(Excerpts from a dataset)

▼

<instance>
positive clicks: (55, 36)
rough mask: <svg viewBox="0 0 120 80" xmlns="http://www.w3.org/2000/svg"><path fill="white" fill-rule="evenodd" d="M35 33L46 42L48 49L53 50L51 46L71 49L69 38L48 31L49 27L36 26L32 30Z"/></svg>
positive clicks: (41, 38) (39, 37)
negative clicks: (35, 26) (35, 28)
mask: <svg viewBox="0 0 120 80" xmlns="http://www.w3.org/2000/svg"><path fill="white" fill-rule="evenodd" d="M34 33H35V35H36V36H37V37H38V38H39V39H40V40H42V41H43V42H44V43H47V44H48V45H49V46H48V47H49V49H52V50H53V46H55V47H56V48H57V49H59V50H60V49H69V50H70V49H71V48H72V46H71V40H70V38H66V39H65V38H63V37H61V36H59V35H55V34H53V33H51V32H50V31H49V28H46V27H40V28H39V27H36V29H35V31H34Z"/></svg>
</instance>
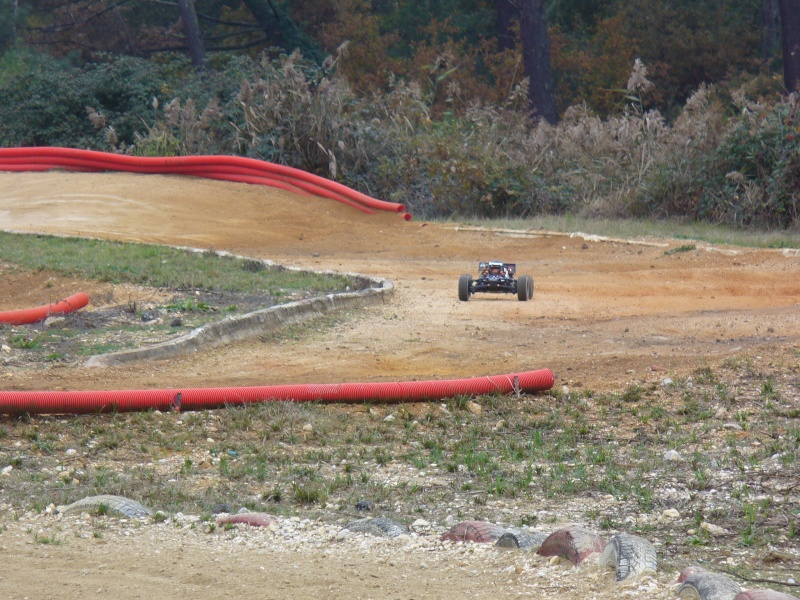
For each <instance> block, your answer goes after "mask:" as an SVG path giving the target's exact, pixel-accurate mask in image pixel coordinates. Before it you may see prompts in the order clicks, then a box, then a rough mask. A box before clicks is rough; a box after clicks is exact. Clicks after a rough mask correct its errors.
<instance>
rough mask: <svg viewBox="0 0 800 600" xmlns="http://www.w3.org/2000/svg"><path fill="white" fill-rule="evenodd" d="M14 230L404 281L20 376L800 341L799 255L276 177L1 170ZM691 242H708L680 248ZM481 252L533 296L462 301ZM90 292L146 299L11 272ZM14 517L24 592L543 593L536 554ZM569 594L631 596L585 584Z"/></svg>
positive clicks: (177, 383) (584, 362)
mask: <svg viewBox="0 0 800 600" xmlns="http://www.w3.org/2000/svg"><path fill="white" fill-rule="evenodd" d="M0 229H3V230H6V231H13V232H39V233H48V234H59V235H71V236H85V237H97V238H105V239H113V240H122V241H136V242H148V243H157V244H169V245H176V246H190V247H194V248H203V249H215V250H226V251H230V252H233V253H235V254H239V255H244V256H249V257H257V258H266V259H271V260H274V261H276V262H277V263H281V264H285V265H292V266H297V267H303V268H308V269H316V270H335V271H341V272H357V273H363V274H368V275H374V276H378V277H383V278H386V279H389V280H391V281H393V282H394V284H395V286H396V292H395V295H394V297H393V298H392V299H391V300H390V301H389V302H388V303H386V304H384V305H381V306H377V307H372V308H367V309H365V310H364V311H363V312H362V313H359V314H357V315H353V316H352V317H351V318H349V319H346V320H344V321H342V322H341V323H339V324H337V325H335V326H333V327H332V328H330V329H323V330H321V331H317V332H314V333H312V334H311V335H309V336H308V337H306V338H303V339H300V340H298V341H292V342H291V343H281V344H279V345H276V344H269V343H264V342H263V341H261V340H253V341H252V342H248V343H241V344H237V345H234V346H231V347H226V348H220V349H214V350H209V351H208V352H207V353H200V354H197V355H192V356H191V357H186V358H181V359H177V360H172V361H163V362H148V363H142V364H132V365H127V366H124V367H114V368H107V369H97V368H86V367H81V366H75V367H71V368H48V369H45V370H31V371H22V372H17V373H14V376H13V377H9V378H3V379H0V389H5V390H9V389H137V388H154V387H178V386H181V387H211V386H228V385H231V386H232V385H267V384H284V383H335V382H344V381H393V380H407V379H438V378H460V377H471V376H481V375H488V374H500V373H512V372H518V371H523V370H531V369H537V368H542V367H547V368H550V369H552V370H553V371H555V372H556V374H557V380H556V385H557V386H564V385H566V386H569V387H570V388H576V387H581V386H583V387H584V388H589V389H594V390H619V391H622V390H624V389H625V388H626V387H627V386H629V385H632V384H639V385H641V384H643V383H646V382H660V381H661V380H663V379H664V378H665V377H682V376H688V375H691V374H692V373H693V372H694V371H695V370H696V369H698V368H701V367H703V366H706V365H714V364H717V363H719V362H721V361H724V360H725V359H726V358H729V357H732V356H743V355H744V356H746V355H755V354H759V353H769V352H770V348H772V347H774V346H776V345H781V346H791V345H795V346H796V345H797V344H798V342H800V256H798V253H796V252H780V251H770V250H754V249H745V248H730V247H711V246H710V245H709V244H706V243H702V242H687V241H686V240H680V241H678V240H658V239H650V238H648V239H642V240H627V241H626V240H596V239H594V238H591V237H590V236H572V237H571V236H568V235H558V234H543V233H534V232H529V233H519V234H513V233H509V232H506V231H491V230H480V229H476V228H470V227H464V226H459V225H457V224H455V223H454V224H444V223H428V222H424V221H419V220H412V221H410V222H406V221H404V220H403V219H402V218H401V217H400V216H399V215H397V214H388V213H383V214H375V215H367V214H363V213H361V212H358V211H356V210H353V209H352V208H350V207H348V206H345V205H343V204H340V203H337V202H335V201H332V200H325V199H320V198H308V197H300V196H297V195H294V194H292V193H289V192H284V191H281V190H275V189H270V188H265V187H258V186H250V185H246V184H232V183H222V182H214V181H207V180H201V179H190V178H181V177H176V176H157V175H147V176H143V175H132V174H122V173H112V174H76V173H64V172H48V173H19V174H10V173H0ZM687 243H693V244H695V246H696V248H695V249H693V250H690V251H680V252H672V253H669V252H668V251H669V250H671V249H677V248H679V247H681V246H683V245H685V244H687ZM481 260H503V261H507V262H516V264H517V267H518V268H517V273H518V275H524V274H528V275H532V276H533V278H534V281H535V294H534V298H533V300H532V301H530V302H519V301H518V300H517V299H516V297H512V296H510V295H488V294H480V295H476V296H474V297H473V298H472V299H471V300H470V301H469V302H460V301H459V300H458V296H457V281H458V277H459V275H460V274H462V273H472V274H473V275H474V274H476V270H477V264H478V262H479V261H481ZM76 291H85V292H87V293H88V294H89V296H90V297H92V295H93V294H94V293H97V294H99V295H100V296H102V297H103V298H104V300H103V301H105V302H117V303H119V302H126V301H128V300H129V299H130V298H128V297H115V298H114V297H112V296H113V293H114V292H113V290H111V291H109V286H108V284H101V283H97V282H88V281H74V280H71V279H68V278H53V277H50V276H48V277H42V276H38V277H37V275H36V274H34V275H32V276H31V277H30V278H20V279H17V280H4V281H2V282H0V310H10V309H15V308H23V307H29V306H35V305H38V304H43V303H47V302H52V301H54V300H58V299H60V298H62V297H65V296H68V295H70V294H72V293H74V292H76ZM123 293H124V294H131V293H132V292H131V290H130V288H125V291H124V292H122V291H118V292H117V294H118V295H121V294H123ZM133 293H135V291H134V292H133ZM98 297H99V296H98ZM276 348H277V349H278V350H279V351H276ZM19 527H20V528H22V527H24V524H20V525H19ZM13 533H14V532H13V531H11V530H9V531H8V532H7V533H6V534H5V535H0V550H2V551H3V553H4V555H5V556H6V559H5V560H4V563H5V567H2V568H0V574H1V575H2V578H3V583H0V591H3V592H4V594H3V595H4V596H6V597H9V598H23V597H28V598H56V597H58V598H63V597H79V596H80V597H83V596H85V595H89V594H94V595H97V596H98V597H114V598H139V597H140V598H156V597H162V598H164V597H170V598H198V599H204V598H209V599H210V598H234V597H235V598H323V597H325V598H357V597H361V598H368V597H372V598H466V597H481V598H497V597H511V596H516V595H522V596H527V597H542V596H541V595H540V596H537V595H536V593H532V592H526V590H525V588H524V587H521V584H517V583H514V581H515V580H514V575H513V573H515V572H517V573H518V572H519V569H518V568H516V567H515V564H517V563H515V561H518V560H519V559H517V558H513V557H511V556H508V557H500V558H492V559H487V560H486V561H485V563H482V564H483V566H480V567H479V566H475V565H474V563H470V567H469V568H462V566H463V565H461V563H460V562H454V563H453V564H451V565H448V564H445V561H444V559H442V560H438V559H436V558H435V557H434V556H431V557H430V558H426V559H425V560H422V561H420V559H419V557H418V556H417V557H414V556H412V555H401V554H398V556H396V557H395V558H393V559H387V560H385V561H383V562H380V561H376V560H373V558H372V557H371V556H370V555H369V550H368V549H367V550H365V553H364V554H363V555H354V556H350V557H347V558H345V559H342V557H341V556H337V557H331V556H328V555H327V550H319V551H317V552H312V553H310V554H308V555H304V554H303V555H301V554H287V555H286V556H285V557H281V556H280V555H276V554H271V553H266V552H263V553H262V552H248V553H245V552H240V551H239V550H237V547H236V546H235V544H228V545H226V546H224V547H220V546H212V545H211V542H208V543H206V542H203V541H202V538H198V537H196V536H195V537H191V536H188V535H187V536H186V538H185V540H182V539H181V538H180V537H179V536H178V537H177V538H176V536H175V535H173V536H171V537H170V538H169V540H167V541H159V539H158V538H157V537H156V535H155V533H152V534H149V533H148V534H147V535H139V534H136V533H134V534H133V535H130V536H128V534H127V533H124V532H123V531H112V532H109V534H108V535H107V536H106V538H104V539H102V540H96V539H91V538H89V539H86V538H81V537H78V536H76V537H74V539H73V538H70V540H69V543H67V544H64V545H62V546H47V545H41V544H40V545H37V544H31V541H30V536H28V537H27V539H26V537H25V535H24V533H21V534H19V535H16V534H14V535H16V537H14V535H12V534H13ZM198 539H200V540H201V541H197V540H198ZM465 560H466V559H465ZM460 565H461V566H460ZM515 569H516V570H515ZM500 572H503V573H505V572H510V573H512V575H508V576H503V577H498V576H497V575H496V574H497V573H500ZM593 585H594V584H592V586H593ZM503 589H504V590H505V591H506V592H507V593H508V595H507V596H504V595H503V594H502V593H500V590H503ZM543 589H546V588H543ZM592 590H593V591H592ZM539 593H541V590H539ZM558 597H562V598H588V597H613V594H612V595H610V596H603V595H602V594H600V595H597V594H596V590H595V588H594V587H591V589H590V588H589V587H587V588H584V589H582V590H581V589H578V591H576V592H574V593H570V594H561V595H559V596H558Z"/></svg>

▲
▼

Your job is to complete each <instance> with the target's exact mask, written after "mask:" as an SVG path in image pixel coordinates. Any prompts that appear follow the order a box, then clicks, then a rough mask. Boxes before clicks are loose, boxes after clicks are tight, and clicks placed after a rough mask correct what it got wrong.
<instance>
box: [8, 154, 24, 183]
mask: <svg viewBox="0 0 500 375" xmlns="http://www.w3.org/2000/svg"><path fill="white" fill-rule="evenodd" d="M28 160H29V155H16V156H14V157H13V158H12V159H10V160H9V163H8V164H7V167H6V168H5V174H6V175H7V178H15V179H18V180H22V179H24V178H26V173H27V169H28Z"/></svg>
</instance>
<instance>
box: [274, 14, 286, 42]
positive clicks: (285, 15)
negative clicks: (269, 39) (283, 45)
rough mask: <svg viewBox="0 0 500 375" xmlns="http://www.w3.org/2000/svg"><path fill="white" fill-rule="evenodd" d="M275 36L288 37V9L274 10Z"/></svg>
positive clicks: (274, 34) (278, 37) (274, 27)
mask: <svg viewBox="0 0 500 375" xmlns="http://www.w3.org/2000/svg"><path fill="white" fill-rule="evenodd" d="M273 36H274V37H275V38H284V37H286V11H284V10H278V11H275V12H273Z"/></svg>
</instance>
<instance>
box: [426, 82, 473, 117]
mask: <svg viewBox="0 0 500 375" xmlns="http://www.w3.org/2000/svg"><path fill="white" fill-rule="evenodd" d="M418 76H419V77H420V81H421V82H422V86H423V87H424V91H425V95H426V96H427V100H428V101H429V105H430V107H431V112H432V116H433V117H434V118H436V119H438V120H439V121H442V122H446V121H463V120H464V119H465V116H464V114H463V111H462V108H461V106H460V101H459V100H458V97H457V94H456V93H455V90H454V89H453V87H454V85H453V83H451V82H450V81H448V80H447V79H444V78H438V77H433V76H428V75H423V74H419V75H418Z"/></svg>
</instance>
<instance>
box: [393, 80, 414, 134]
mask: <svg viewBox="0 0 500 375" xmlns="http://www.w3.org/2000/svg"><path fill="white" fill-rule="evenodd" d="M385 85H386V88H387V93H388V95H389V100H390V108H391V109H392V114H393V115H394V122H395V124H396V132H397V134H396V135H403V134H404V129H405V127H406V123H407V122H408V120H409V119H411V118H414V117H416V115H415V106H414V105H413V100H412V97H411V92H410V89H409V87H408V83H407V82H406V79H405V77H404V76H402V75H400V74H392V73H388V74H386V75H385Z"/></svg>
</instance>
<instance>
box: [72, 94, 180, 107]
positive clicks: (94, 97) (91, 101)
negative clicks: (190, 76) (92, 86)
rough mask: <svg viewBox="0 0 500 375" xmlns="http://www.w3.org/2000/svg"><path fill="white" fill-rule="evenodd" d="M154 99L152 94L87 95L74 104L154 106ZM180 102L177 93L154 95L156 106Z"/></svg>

▲
▼

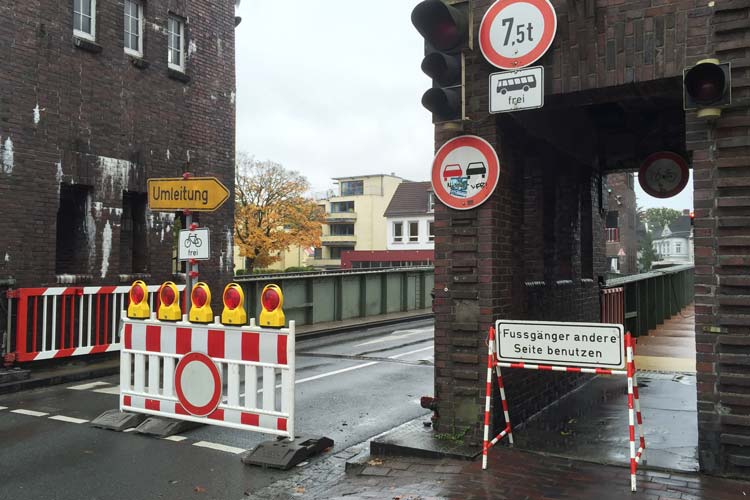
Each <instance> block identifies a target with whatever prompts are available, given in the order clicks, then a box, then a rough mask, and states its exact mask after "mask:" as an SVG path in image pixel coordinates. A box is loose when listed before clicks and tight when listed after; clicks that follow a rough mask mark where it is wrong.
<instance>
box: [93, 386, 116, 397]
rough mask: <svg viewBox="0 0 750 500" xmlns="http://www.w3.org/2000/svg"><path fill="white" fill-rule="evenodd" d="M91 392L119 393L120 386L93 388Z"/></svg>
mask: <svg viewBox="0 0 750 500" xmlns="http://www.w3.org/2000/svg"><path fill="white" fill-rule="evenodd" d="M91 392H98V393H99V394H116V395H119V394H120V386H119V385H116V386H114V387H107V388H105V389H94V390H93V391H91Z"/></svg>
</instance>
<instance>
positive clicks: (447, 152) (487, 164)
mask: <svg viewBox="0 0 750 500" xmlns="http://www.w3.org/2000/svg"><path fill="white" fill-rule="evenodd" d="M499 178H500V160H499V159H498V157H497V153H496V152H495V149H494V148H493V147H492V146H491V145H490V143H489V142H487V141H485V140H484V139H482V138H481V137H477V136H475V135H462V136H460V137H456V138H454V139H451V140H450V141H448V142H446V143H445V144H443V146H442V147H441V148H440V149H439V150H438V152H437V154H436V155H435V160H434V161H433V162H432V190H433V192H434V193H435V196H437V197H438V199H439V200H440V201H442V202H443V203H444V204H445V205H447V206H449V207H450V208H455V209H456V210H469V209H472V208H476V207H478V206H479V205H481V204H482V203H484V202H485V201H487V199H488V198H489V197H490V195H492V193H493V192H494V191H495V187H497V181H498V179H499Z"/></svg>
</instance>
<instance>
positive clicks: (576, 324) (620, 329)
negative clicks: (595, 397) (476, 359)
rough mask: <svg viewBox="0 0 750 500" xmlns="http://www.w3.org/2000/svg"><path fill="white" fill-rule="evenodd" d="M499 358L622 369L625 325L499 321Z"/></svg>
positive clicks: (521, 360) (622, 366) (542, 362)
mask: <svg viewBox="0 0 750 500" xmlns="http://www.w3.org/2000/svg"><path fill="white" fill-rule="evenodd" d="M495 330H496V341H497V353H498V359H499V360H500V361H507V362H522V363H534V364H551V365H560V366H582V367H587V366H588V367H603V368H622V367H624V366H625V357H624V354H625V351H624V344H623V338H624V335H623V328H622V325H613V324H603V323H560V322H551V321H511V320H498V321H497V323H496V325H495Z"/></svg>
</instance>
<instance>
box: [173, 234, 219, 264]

▲

**TO DO:** How many lines of the listing contain the string "that", matching case? Give only the number.

**EXERCISE ANSWER:** 2